> _TASK PROMPT_: Convert the stretch from the line containing "Find the sunglasses" through the line containing "130 L 88 114" into a JSON list of strings, one string per line, with blank lines omitted.

> _DATA SHOWN_:
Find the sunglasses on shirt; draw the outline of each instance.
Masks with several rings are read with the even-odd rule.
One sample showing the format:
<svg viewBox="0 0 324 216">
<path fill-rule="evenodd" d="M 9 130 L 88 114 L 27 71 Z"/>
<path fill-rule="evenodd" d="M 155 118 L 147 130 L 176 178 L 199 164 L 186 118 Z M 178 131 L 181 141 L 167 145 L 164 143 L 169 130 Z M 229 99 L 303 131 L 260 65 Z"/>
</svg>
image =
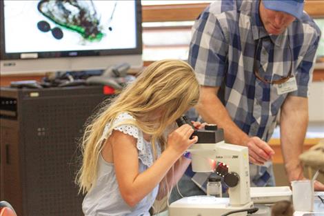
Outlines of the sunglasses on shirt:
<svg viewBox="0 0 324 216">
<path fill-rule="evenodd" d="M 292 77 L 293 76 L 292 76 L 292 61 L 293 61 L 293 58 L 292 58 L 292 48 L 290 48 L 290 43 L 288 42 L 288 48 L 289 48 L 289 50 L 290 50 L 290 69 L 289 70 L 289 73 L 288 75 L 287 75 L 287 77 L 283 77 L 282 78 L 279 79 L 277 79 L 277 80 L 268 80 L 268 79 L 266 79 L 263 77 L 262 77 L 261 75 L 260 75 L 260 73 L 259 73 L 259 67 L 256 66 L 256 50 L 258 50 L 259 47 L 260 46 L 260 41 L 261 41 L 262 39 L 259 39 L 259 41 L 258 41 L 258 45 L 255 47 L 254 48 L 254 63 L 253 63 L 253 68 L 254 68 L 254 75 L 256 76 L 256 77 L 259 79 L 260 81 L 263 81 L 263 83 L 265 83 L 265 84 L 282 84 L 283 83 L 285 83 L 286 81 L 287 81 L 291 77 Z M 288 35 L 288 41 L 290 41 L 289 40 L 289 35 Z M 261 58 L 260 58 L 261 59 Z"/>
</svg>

---

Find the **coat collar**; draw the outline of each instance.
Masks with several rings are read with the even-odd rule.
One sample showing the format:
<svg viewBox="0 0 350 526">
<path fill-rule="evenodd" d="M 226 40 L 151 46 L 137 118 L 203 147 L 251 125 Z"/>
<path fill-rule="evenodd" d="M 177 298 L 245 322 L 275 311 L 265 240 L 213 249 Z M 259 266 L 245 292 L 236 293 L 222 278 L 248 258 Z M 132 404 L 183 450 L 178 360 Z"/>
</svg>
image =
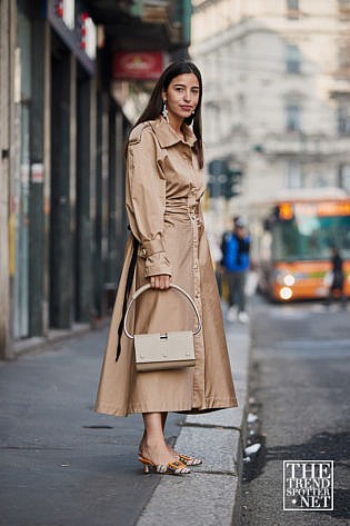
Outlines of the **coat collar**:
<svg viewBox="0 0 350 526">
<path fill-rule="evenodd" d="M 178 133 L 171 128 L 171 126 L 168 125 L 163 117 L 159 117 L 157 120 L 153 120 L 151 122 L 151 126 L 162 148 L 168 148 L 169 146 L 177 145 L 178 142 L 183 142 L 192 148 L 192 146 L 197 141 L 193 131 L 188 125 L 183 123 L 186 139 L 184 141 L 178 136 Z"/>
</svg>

> _TASK RESULT_:
[
  "Find the sunglasses on shirt; draw the outline of each instance.",
  "Masks with several rings are read with the even-odd rule.",
  "One sample showing the format:",
  "<svg viewBox=\"0 0 324 216\">",
  "<path fill-rule=\"evenodd\" d=\"M 9 130 L 88 114 L 27 71 Z\"/>"
]